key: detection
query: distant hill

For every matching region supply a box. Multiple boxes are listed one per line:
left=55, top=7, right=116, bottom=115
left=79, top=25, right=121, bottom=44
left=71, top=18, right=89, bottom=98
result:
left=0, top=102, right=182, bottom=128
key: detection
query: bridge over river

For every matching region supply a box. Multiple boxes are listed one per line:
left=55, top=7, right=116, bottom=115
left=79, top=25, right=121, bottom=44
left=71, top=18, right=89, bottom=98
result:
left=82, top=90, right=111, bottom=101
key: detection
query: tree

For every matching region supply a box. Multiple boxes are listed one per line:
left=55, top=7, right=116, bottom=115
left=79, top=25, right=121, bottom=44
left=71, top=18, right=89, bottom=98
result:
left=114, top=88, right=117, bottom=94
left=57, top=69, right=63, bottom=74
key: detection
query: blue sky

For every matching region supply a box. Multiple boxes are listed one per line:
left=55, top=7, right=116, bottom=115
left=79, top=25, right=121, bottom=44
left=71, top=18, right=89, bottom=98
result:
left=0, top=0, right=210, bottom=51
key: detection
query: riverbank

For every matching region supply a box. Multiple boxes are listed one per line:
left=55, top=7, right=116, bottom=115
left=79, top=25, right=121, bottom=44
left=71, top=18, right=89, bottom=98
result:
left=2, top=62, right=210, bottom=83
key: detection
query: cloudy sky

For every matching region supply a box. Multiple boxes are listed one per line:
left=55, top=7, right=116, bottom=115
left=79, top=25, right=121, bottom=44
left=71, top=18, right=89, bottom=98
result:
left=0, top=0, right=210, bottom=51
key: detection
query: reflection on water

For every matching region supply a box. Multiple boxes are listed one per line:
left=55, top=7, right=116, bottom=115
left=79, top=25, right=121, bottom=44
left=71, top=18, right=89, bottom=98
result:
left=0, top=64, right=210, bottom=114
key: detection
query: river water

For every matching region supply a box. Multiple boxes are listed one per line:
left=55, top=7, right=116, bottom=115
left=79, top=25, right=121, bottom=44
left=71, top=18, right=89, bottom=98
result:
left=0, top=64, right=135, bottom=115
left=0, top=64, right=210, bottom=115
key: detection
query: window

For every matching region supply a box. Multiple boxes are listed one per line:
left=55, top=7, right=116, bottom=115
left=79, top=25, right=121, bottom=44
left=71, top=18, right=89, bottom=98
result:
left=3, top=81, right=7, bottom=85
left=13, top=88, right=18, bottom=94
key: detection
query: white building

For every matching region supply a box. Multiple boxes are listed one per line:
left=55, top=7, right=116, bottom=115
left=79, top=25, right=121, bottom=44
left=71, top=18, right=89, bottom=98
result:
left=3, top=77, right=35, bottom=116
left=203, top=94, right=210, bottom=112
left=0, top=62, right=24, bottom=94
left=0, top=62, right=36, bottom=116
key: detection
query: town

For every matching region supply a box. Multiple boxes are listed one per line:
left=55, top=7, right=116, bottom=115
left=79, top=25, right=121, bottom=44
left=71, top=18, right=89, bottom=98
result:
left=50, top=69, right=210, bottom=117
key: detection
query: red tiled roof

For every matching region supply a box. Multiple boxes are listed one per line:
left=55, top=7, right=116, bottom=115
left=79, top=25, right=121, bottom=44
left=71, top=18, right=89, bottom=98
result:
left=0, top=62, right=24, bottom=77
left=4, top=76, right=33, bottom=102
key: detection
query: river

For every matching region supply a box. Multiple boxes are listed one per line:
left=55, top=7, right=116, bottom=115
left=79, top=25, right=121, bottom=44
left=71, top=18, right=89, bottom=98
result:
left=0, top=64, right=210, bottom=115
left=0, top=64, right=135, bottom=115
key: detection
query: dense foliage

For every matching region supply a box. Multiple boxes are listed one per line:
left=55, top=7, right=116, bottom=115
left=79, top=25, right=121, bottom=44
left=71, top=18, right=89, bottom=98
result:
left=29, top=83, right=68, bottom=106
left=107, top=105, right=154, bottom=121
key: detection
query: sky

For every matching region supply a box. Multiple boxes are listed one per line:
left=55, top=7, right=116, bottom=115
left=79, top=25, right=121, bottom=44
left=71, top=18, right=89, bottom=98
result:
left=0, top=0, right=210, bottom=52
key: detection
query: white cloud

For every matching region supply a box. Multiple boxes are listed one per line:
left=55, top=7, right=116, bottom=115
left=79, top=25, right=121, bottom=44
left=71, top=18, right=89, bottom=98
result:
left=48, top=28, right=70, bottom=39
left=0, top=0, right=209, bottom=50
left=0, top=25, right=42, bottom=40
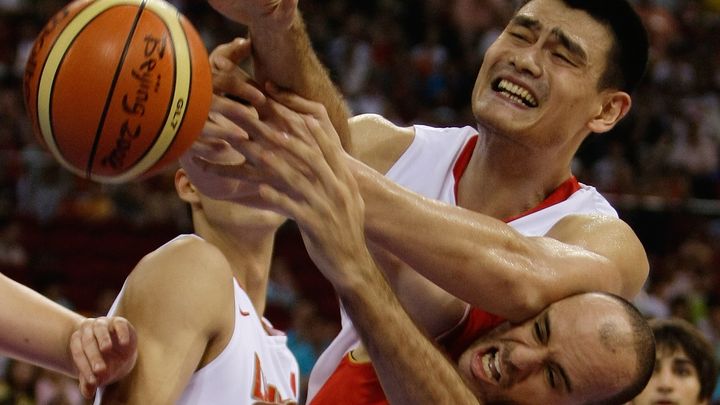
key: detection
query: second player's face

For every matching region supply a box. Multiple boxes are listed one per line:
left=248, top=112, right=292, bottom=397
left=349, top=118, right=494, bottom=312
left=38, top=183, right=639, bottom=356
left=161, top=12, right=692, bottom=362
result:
left=472, top=0, right=612, bottom=148
left=632, top=347, right=707, bottom=405
left=459, top=295, right=636, bottom=405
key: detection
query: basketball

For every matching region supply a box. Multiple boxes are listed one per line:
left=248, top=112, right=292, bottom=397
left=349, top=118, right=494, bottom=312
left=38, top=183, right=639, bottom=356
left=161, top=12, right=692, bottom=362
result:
left=23, top=0, right=212, bottom=183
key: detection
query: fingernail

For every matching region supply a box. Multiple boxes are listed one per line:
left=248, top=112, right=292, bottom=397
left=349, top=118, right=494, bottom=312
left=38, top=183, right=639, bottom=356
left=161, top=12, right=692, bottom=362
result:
left=213, top=56, right=231, bottom=70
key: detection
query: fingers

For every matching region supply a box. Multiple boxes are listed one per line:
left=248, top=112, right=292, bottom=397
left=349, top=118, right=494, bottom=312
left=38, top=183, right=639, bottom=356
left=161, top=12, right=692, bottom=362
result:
left=70, top=330, right=97, bottom=385
left=107, top=316, right=137, bottom=349
left=210, top=38, right=252, bottom=68
left=210, top=38, right=265, bottom=105
left=78, top=376, right=98, bottom=399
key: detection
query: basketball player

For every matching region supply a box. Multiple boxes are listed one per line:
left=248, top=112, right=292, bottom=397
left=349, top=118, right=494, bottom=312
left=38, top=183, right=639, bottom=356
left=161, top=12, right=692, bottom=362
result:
left=0, top=274, right=137, bottom=398
left=188, top=90, right=654, bottom=405
left=201, top=0, right=648, bottom=403
left=95, top=133, right=299, bottom=405
left=631, top=319, right=718, bottom=405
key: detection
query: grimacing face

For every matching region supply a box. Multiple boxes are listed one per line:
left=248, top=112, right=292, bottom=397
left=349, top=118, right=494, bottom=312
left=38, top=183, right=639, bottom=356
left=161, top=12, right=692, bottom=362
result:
left=632, top=346, right=708, bottom=405
left=459, top=294, right=637, bottom=404
left=472, top=0, right=612, bottom=148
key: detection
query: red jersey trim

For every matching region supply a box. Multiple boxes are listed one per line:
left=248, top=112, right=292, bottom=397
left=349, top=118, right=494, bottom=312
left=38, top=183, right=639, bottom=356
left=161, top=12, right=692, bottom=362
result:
left=453, top=135, right=580, bottom=222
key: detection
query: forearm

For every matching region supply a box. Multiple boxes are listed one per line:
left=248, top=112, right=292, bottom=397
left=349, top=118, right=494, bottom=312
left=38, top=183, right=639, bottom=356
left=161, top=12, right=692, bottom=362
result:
left=336, top=257, right=478, bottom=405
left=0, top=275, right=84, bottom=376
left=250, top=11, right=352, bottom=151
left=353, top=159, right=583, bottom=321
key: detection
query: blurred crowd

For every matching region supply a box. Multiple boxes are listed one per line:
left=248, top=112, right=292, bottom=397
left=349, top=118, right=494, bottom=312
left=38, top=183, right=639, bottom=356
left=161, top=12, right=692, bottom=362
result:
left=0, top=0, right=720, bottom=404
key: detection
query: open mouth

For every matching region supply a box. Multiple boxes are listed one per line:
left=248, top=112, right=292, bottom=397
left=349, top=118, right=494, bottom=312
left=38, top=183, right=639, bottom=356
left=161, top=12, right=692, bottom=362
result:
left=482, top=348, right=502, bottom=384
left=492, top=79, right=538, bottom=108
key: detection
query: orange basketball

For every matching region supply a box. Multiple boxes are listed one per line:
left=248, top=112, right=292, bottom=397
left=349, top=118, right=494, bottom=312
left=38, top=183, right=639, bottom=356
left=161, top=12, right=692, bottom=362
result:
left=24, top=0, right=212, bottom=183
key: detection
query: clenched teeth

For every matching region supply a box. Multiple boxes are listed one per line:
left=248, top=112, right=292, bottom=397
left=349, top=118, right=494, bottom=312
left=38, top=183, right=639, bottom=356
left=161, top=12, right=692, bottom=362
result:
left=496, top=79, right=538, bottom=107
left=482, top=350, right=500, bottom=382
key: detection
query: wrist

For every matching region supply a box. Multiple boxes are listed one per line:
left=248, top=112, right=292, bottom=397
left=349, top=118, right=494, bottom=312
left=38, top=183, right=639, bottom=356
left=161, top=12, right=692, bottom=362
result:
left=248, top=9, right=304, bottom=36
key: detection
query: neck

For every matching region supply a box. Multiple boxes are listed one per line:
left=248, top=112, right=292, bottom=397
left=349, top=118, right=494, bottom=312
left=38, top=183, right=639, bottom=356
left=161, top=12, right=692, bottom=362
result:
left=457, top=130, right=572, bottom=219
left=197, top=226, right=277, bottom=316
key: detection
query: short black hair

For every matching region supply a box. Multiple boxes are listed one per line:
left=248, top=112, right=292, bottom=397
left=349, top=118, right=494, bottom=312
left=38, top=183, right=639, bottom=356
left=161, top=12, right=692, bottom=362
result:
left=650, top=318, right=718, bottom=401
left=522, top=0, right=649, bottom=93
left=586, top=292, right=655, bottom=405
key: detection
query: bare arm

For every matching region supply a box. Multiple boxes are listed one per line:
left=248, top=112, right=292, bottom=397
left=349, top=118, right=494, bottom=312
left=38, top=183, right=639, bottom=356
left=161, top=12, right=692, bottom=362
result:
left=0, top=274, right=136, bottom=397
left=0, top=275, right=85, bottom=376
left=208, top=0, right=352, bottom=151
left=102, top=238, right=233, bottom=404
left=348, top=157, right=648, bottom=321
left=216, top=96, right=478, bottom=405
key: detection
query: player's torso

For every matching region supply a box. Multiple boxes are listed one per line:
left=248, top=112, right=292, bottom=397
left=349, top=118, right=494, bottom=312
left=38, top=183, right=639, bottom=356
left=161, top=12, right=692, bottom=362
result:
left=308, top=126, right=617, bottom=405
left=95, top=235, right=299, bottom=405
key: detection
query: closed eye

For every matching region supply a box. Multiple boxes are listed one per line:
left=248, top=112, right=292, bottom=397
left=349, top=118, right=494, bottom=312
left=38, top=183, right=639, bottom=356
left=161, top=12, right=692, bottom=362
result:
left=552, top=52, right=577, bottom=66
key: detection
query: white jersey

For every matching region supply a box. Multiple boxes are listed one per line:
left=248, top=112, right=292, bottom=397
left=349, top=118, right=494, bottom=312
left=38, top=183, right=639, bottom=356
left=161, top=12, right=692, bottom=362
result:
left=308, top=125, right=617, bottom=404
left=95, top=234, right=300, bottom=405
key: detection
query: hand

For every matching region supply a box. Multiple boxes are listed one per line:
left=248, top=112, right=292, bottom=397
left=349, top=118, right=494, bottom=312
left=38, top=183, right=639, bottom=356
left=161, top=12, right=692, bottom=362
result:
left=70, top=317, right=137, bottom=398
left=180, top=38, right=266, bottom=205
left=210, top=38, right=265, bottom=105
left=197, top=87, right=367, bottom=281
left=208, top=0, right=298, bottom=30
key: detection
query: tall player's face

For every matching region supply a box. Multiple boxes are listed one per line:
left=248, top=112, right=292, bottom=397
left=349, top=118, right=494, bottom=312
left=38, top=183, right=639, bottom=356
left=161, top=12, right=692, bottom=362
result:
left=472, top=0, right=612, bottom=148
left=459, top=294, right=636, bottom=404
left=632, top=346, right=708, bottom=405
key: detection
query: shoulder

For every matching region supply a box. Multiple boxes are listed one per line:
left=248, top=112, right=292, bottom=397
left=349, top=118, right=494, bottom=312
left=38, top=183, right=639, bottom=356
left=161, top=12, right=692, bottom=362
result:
left=545, top=215, right=650, bottom=298
left=349, top=114, right=415, bottom=173
left=116, top=235, right=233, bottom=326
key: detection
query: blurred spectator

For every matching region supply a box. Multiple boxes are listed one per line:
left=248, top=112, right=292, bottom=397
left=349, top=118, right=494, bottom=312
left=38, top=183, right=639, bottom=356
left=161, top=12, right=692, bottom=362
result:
left=0, top=360, right=40, bottom=405
left=631, top=319, right=718, bottom=405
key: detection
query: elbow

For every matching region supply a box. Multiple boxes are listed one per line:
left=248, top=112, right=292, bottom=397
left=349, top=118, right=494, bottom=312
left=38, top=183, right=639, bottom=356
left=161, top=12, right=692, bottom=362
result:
left=509, top=283, right=551, bottom=322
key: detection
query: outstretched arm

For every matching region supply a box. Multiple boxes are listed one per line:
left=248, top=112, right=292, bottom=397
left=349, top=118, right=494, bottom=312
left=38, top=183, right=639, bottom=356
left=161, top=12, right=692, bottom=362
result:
left=0, top=274, right=136, bottom=397
left=347, top=157, right=648, bottom=321
left=208, top=0, right=352, bottom=151
left=200, top=95, right=478, bottom=404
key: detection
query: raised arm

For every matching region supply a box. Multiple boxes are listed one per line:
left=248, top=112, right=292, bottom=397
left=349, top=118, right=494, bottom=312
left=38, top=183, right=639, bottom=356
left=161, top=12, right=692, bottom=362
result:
left=208, top=94, right=478, bottom=405
left=347, top=157, right=648, bottom=321
left=0, top=274, right=136, bottom=397
left=208, top=0, right=352, bottom=151
left=102, top=237, right=233, bottom=404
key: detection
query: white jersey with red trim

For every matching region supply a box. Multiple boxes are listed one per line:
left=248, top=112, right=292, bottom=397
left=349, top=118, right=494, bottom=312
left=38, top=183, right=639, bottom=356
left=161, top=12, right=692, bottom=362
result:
left=95, top=234, right=300, bottom=405
left=308, top=125, right=618, bottom=405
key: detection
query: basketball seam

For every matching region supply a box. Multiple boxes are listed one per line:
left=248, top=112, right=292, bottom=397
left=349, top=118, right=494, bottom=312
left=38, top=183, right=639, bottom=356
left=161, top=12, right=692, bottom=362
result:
left=128, top=8, right=179, bottom=174
left=85, top=0, right=147, bottom=178
left=152, top=14, right=188, bottom=167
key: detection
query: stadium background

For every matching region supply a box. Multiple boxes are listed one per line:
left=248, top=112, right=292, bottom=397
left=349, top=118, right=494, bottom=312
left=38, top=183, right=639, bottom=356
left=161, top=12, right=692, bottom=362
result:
left=0, top=0, right=720, bottom=405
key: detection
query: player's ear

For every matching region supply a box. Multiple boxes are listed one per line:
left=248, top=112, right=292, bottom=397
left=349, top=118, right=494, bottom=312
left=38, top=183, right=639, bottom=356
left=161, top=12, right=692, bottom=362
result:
left=588, top=90, right=632, bottom=134
left=175, top=168, right=200, bottom=203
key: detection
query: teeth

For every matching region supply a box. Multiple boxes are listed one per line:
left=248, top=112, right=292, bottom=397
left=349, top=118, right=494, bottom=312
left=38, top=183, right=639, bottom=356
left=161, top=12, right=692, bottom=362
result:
left=482, top=352, right=501, bottom=382
left=498, top=79, right=537, bottom=107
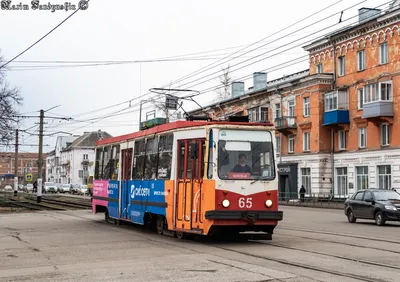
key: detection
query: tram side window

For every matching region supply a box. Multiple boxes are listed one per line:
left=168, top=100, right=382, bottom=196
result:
left=178, top=142, right=185, bottom=179
left=132, top=139, right=146, bottom=179
left=207, top=129, right=214, bottom=179
left=110, top=145, right=119, bottom=180
left=200, top=141, right=206, bottom=178
left=144, top=138, right=158, bottom=179
left=103, top=146, right=111, bottom=179
left=157, top=134, right=174, bottom=179
left=94, top=148, right=103, bottom=179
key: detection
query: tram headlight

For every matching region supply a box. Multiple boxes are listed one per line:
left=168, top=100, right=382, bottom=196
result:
left=222, top=199, right=231, bottom=208
left=265, top=200, right=272, bottom=208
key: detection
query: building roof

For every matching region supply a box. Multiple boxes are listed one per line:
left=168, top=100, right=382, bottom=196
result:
left=189, top=69, right=310, bottom=114
left=63, top=130, right=113, bottom=151
left=303, top=4, right=400, bottom=51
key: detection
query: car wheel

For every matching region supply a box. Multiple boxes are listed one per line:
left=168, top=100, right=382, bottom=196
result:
left=347, top=210, right=357, bottom=223
left=375, top=211, right=385, bottom=226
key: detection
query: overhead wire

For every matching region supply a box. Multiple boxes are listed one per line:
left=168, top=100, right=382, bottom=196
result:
left=19, top=0, right=388, bottom=137
left=41, top=0, right=350, bottom=124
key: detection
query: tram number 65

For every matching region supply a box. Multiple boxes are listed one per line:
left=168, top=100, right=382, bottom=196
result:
left=239, top=198, right=253, bottom=209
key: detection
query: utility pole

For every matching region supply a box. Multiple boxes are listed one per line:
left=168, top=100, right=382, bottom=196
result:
left=36, top=110, right=44, bottom=203
left=14, top=129, right=19, bottom=197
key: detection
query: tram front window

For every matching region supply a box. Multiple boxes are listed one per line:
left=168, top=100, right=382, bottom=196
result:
left=218, top=130, right=275, bottom=180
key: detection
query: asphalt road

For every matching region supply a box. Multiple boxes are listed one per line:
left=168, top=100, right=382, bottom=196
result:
left=0, top=206, right=400, bottom=282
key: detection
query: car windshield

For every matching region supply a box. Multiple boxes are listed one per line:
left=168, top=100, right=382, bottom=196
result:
left=218, top=130, right=275, bottom=180
left=373, top=191, right=400, bottom=201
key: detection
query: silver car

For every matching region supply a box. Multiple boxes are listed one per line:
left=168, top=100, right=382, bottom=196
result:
left=59, top=184, right=71, bottom=193
left=44, top=182, right=58, bottom=193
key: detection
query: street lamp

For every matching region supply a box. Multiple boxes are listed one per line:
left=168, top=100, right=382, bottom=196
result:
left=139, top=100, right=153, bottom=131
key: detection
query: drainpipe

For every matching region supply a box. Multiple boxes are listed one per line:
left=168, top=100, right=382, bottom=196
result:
left=330, top=38, right=337, bottom=196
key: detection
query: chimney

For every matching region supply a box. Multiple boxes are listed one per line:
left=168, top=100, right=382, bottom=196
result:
left=232, top=81, right=244, bottom=97
left=253, top=72, right=267, bottom=91
left=358, top=8, right=381, bottom=23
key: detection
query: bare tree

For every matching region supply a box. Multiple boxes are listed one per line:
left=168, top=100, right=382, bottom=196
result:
left=216, top=65, right=232, bottom=101
left=0, top=52, right=23, bottom=145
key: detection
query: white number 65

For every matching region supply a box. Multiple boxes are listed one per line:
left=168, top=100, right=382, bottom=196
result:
left=239, top=198, right=253, bottom=209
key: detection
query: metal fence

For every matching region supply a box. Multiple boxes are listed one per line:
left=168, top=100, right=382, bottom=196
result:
left=279, top=192, right=348, bottom=208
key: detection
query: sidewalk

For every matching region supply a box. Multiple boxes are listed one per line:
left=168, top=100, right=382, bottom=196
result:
left=279, top=201, right=344, bottom=210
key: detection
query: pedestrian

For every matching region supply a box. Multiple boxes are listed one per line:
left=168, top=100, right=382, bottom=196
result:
left=300, top=185, right=306, bottom=203
left=32, top=180, right=37, bottom=193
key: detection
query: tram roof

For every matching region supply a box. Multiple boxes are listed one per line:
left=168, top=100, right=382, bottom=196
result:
left=96, top=120, right=273, bottom=146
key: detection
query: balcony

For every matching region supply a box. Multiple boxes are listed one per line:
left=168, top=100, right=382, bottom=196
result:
left=323, top=89, right=350, bottom=126
left=275, top=116, right=297, bottom=135
left=323, top=110, right=350, bottom=126
left=362, top=100, right=393, bottom=119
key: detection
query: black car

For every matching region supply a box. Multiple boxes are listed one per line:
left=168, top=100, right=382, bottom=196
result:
left=344, top=189, right=400, bottom=225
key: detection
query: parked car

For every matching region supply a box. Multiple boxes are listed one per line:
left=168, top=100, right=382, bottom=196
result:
left=44, top=182, right=58, bottom=193
left=70, top=184, right=81, bottom=194
left=79, top=185, right=89, bottom=195
left=59, top=184, right=71, bottom=193
left=344, top=189, right=400, bottom=225
left=4, top=184, right=14, bottom=191
left=24, top=183, right=33, bottom=193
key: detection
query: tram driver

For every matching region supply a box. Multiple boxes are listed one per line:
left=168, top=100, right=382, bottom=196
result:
left=231, top=154, right=251, bottom=173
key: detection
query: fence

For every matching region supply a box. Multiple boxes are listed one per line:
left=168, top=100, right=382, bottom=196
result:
left=279, top=192, right=348, bottom=208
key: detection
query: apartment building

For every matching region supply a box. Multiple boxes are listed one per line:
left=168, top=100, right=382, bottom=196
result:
left=304, top=6, right=400, bottom=195
left=0, top=152, right=46, bottom=184
left=192, top=4, right=400, bottom=199
left=47, top=130, right=112, bottom=184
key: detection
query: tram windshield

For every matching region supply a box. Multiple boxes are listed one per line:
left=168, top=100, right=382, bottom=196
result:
left=218, top=130, right=275, bottom=180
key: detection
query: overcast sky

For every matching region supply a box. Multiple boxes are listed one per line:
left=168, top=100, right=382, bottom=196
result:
left=0, top=0, right=388, bottom=152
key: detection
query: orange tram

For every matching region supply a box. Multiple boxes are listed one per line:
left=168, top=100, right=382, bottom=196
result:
left=92, top=117, right=283, bottom=239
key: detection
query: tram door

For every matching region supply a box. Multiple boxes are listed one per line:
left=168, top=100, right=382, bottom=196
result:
left=121, top=149, right=132, bottom=218
left=175, top=139, right=205, bottom=230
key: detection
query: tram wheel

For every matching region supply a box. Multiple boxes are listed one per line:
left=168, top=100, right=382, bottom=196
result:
left=156, top=216, right=165, bottom=235
left=175, top=231, right=185, bottom=240
left=104, top=210, right=110, bottom=223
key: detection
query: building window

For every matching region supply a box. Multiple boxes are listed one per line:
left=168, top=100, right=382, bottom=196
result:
left=301, top=167, right=311, bottom=195
left=248, top=107, right=268, bottom=121
left=275, top=136, right=281, bottom=154
left=303, top=97, right=310, bottom=117
left=325, top=91, right=338, bottom=112
left=338, top=56, right=346, bottom=76
left=358, top=88, right=364, bottom=110
left=379, top=42, right=389, bottom=64
left=336, top=167, right=348, bottom=196
left=358, top=127, right=367, bottom=148
left=248, top=107, right=259, bottom=121
left=364, top=81, right=392, bottom=104
left=315, top=63, right=322, bottom=73
left=381, top=123, right=389, bottom=146
left=357, top=50, right=365, bottom=71
left=303, top=132, right=310, bottom=152
left=338, top=130, right=346, bottom=150
left=356, top=166, right=368, bottom=191
left=378, top=165, right=392, bottom=189
left=288, top=135, right=294, bottom=153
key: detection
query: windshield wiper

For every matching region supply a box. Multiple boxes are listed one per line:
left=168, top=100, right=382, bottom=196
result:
left=250, top=176, right=269, bottom=184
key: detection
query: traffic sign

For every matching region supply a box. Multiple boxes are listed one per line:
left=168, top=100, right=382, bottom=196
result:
left=25, top=173, right=32, bottom=182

- **EXERCISE DETAILS**: Scale the answer box coordinates by 2.45, rounding each to a whole number with halves going up. Reproduce every line, requests included and unchanged, from the start of the items through the line containing "left=2, top=62, right=210, bottom=83", both ends included.

- **OUTPUT OF THE EXERCISE**:
key: detection
query: distant hill

For every matching region supply a box. Multiple boxes are listed one per line:
left=55, top=7, right=116, bottom=115
left=79, top=25, right=121, bottom=44
left=71, top=18, right=89, bottom=98
result:
left=0, top=250, right=446, bottom=314
key: detection
query: bridge over river

For every matching region supply a box. Multiple boxes are listed one per line:
left=55, top=7, right=116, bottom=115
left=79, top=25, right=121, bottom=44
left=71, top=18, right=89, bottom=98
result:
left=201, top=221, right=272, bottom=247
key: detection
query: tree

For every matching region supply a box. Multiple boxes are listed one per line:
left=55, top=7, right=116, bottom=115
left=79, top=25, right=121, bottom=44
left=71, top=18, right=89, bottom=98
result:
left=279, top=216, right=287, bottom=230
left=140, top=169, right=154, bottom=181
key: detection
query: blue sky

For every matching region supply a box. Multiple boxes are listed one per line:
left=55, top=7, right=116, bottom=115
left=79, top=25, right=121, bottom=44
left=71, top=18, right=89, bottom=98
result:
left=0, top=0, right=515, bottom=125
key: detection
query: riverbank

For every matching region supply a box. Multiple boxes are listed one per line:
left=55, top=7, right=116, bottom=115
left=79, top=25, right=121, bottom=44
left=71, top=18, right=89, bottom=98
result:
left=5, top=152, right=515, bottom=203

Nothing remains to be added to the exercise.